Find the line containing "white foliage ->" in the listing below; reproduce it and every line after, exactly. Skip pictures.

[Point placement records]
----

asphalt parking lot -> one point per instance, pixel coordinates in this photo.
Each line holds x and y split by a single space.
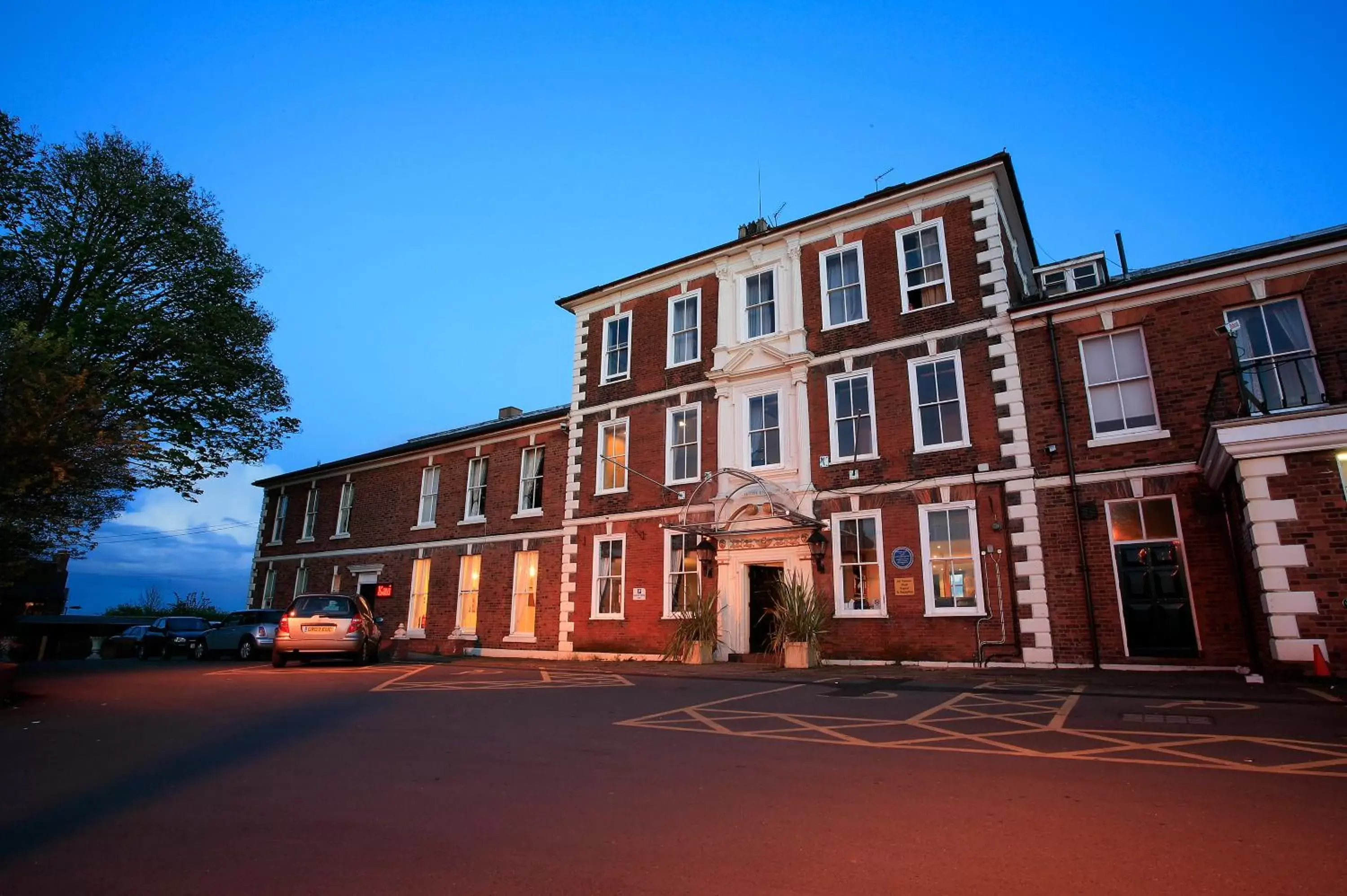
492 778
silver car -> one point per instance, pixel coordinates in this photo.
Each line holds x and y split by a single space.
246 635
328 626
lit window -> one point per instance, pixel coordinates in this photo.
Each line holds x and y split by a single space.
617 357
608 577
531 480
278 523
469 575
764 430
1276 357
685 463
430 496
760 303
419 599
950 545
612 456
922 267
524 610
348 501
310 515
685 585
685 329
844 286
939 419
475 501
857 572
850 402
1118 383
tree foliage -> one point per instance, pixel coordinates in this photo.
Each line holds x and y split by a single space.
131 353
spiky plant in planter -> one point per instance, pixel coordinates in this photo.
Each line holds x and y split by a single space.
698 631
799 618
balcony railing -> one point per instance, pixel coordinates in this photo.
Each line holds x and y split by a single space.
1279 384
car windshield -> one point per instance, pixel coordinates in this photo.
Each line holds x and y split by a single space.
335 607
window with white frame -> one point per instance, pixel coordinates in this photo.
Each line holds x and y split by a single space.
310 515
685 329
844 285
531 480
348 502
269 589
938 414
685 445
1276 355
685 584
617 348
469 577
857 568
429 496
852 408
923 271
760 303
419 599
612 456
950 546
278 523
1118 384
764 430
475 498
609 569
524 608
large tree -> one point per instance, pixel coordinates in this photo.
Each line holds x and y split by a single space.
131 353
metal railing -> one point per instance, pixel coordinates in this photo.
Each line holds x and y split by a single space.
1277 386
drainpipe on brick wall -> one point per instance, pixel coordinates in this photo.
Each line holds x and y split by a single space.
1075 495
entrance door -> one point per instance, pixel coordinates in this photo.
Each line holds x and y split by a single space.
762 596
1155 600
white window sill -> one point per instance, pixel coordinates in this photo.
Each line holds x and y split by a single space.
1128 437
949 446
840 326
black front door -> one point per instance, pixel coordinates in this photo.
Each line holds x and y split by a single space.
762 596
1155 600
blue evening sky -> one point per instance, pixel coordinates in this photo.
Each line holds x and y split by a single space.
422 180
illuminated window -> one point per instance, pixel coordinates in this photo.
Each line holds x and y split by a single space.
950 545
524 610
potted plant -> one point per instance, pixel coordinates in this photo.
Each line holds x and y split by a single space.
698 631
799 618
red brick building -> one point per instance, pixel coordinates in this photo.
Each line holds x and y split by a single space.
1190 438
454 537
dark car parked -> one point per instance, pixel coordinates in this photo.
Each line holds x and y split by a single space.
172 635
126 643
246 635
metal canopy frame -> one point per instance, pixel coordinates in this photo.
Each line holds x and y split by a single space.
776 505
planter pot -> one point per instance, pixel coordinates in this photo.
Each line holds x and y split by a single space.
700 654
802 655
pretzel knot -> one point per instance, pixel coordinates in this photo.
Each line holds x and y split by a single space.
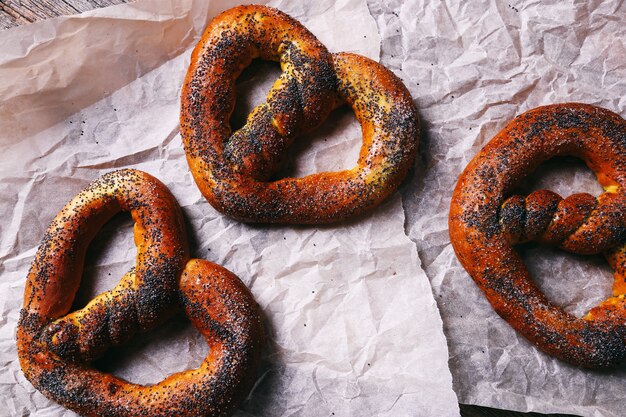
55 348
484 226
233 170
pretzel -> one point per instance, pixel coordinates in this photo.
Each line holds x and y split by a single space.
55 348
485 224
233 170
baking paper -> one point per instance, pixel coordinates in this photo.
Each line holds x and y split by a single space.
471 67
353 326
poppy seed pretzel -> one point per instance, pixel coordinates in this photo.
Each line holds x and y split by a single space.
55 348
233 170
485 224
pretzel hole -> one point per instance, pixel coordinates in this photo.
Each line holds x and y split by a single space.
252 86
333 146
150 357
109 256
576 283
564 175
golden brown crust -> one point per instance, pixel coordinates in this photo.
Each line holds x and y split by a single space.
54 350
484 225
232 169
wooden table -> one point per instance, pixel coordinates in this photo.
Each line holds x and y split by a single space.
19 12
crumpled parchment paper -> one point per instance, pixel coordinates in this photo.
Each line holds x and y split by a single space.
353 326
471 67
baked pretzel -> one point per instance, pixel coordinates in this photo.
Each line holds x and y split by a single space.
485 224
55 348
233 170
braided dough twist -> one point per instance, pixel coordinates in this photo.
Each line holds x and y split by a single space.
233 170
54 347
484 226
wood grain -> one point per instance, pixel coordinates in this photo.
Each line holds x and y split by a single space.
18 12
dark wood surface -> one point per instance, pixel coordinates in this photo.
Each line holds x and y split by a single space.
18 12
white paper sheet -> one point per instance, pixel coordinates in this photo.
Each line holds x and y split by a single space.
471 67
354 327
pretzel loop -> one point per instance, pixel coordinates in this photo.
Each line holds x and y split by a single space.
233 170
54 347
484 226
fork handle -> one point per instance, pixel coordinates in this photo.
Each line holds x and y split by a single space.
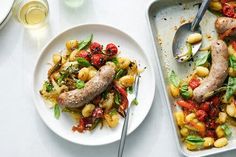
123 135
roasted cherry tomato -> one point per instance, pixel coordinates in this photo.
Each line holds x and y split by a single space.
205 106
97 100
85 54
234 45
97 113
95 48
98 60
215 101
80 127
211 124
211 133
228 10
214 112
224 1
201 115
194 83
185 104
119 89
111 49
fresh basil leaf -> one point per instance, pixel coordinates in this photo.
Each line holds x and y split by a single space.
185 56
114 60
113 112
83 44
120 73
216 13
231 87
130 90
173 78
185 91
135 101
80 84
227 130
104 94
195 139
95 123
83 62
202 59
57 111
49 86
117 98
232 61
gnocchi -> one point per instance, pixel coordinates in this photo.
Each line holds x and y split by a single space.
123 62
179 116
112 120
202 71
71 45
56 58
174 91
208 142
220 132
74 55
127 80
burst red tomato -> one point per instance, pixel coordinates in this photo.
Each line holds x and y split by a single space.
234 45
211 124
95 48
111 49
215 101
214 112
185 104
201 115
194 83
98 60
228 10
205 106
85 54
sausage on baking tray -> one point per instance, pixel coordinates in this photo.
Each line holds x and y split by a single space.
226 27
94 87
218 71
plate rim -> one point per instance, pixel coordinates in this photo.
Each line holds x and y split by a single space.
41 53
6 17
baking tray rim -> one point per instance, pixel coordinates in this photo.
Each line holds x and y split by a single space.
165 94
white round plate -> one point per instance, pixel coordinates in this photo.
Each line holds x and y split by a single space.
5 8
129 48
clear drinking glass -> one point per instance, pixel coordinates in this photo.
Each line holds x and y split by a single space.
74 3
31 13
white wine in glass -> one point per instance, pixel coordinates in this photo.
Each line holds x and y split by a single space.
31 13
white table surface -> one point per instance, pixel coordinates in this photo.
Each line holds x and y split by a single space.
23 133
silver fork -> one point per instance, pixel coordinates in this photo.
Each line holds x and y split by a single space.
131 97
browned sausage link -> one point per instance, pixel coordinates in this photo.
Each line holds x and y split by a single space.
218 71
94 87
226 27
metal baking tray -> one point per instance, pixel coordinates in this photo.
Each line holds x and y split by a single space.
164 17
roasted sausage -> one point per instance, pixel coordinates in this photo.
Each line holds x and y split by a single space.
226 27
79 97
218 71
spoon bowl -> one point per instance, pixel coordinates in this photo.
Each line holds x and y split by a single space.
183 51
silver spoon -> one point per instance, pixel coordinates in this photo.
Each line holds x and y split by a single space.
179 43
131 98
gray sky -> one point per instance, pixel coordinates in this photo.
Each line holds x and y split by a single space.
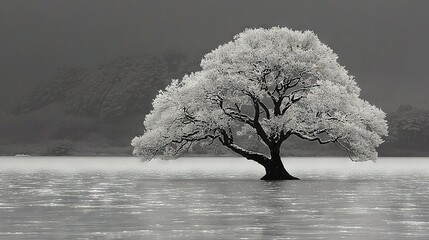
382 42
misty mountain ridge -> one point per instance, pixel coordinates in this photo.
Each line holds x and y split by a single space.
98 111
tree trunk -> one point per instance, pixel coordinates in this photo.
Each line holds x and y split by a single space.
275 169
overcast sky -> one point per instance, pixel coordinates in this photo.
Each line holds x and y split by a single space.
383 43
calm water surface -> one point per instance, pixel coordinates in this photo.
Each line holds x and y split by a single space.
209 198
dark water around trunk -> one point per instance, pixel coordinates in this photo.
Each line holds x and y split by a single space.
212 198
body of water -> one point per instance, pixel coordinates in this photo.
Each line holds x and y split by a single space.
212 198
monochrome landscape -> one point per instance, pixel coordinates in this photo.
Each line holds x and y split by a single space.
159 119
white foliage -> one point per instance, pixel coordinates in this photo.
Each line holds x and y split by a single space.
318 99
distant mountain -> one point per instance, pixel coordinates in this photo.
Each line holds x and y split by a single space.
123 87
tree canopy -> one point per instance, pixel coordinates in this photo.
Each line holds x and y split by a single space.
269 83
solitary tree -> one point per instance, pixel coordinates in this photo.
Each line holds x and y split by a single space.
269 83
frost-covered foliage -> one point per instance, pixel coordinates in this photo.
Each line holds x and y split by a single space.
269 83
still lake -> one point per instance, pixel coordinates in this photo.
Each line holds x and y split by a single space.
212 198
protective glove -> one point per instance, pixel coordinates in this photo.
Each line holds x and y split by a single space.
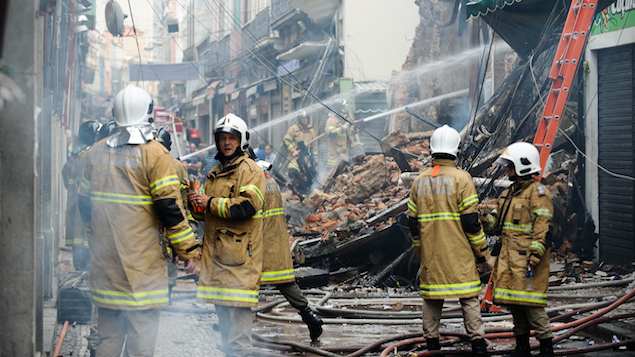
534 260
198 201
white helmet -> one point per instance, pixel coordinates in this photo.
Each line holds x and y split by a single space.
524 157
445 140
133 107
233 124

----

The answer:
white foliage -> one point per instance, pixel coordinates in this photo.
Each line holds x and y split by a single space.
318 99
distant mountain -> one point per instance, pixel coordinates in this photo.
Each line holds x and y split by a single space.
123 87
tree canopy -> one point per instance, pixel coordinates in this photo.
Each line holds x and y split by a single space.
269 83
solitary tree -> one point per instance, pixel coordinates in this photo.
Each line holds x and y split by a single space.
269 83
frost-covered foliage -> one point per instance, pixel coordinates in this photo.
Each line holds x and y split by a single space.
269 83
still lake -> one point per instance, pixel coordinates in this photo.
Each line holds x and y split by a single space.
212 198
protective glove -> one point per instance, pixel coordinates in this photo.
Each line holds x and y split by a single space.
534 260
198 201
white helmet -> one point per instance, pixel coordinates in this photo.
Each line holds x and y split by a single space.
524 157
445 140
133 107
233 124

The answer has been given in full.